= Work to be completed =
Line by line, reproduce exactly the beginning of the listing below, ending with the line that contains "FIND: banana" and adding nothing.

= Available data =
»»

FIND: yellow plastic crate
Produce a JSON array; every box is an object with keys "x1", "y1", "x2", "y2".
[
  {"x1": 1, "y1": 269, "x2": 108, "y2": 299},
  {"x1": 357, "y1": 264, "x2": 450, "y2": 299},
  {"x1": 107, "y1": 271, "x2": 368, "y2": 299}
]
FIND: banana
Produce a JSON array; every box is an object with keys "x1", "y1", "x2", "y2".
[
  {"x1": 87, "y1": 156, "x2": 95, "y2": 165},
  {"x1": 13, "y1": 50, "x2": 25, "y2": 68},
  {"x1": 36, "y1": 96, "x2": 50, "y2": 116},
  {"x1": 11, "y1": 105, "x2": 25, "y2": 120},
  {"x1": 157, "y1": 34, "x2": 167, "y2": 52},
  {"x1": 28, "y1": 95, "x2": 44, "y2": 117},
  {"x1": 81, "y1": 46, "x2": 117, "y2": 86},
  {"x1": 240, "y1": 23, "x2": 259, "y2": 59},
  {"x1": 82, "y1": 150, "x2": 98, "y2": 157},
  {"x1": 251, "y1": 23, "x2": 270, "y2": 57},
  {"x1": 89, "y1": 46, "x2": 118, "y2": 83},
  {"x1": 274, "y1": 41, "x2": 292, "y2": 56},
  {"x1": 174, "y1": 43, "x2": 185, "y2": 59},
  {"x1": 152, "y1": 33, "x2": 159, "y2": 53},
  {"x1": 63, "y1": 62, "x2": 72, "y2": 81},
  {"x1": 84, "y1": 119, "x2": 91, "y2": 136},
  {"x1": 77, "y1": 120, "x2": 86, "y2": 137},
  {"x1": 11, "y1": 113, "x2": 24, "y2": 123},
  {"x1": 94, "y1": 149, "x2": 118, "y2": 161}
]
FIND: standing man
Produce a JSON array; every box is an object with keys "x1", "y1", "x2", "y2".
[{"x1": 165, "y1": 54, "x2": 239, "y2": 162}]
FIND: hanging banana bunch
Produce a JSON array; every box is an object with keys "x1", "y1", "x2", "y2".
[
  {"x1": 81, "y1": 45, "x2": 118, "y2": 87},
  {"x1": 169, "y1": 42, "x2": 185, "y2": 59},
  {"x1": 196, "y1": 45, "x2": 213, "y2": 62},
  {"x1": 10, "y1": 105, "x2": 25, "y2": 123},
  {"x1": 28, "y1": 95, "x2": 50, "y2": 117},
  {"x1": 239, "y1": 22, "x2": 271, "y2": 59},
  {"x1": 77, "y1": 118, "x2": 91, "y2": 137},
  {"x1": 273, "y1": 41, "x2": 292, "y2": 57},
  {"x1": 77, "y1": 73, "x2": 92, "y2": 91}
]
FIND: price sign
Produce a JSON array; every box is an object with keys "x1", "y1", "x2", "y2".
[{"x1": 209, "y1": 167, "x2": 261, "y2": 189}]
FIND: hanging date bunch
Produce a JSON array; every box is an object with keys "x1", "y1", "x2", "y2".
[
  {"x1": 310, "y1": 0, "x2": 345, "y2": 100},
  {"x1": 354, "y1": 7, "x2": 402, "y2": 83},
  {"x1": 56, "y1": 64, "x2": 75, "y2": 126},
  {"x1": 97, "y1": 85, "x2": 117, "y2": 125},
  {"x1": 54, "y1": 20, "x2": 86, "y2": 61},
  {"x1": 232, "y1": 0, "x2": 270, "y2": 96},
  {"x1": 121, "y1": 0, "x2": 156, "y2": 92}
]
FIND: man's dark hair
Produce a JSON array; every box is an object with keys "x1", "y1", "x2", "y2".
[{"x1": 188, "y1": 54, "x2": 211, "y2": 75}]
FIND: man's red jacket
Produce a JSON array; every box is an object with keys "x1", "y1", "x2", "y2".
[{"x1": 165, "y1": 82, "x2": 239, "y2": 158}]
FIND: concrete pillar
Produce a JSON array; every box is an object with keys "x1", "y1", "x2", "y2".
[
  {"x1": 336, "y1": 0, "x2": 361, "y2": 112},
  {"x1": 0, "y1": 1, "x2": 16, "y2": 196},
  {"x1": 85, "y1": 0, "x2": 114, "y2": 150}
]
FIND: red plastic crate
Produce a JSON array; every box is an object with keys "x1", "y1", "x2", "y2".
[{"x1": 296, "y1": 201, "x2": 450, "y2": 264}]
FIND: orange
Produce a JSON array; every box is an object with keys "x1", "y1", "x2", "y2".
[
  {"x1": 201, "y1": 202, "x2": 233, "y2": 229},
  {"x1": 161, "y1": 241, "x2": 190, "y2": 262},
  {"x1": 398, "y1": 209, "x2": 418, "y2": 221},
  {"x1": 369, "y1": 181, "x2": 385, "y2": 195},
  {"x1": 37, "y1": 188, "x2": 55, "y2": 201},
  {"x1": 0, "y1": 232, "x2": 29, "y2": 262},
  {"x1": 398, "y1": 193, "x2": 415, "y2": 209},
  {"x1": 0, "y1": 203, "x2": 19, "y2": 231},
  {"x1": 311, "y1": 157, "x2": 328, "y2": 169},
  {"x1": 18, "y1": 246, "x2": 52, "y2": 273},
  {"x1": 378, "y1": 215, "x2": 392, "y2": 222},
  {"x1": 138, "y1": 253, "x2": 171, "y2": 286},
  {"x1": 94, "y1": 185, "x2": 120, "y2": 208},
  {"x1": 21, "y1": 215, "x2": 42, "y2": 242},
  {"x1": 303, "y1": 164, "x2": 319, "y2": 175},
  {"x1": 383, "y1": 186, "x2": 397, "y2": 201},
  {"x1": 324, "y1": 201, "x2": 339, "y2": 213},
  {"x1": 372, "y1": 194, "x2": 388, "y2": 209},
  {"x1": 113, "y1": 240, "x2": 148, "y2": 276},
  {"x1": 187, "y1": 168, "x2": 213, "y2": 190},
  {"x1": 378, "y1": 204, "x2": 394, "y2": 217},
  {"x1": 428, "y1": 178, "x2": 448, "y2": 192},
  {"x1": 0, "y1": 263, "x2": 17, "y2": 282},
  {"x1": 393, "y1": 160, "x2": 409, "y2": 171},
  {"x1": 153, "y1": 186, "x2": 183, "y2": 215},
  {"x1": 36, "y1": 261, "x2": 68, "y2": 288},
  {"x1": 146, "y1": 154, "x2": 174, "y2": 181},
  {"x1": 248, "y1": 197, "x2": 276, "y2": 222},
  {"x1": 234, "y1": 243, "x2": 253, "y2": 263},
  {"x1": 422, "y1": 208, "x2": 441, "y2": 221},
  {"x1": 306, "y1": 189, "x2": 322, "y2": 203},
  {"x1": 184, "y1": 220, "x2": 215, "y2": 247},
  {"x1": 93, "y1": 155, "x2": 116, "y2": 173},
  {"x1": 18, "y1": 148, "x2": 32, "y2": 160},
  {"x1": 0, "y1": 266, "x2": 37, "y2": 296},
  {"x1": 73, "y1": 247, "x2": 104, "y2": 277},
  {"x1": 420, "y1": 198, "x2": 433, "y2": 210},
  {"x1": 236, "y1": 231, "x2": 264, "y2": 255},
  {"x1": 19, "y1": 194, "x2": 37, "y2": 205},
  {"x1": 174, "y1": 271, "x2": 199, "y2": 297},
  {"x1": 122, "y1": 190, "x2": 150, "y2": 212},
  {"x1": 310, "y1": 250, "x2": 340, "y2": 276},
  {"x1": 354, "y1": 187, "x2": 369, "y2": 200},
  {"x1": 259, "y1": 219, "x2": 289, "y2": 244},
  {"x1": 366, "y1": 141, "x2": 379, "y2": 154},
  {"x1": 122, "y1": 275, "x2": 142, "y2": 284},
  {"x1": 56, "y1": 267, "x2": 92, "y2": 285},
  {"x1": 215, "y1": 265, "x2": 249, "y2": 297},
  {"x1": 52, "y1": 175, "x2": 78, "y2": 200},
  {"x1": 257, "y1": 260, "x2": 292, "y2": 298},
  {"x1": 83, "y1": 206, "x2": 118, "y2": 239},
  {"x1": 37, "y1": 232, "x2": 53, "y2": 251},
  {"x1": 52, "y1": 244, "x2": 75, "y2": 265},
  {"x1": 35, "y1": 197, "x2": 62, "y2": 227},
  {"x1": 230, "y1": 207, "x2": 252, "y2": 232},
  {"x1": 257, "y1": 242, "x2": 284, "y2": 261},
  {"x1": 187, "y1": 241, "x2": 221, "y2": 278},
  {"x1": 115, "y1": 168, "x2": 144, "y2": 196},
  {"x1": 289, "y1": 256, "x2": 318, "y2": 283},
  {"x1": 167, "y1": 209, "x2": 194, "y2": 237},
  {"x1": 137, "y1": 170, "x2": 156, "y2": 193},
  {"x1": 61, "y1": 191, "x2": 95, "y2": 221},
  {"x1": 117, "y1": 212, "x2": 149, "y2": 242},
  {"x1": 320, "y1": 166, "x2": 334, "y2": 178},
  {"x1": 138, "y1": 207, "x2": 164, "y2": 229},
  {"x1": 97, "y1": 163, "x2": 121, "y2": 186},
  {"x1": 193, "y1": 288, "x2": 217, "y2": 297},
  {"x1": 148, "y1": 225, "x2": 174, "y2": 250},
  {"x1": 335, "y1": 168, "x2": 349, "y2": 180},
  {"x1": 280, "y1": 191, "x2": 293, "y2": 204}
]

««

= Finished exercise =
FIND: yellow plastic crate
Produce a JSON array; every box is an object with keys "x1", "y1", "x2", "y2".
[
  {"x1": 1, "y1": 269, "x2": 108, "y2": 299},
  {"x1": 357, "y1": 264, "x2": 450, "y2": 299},
  {"x1": 107, "y1": 271, "x2": 368, "y2": 299}
]
FIND: banana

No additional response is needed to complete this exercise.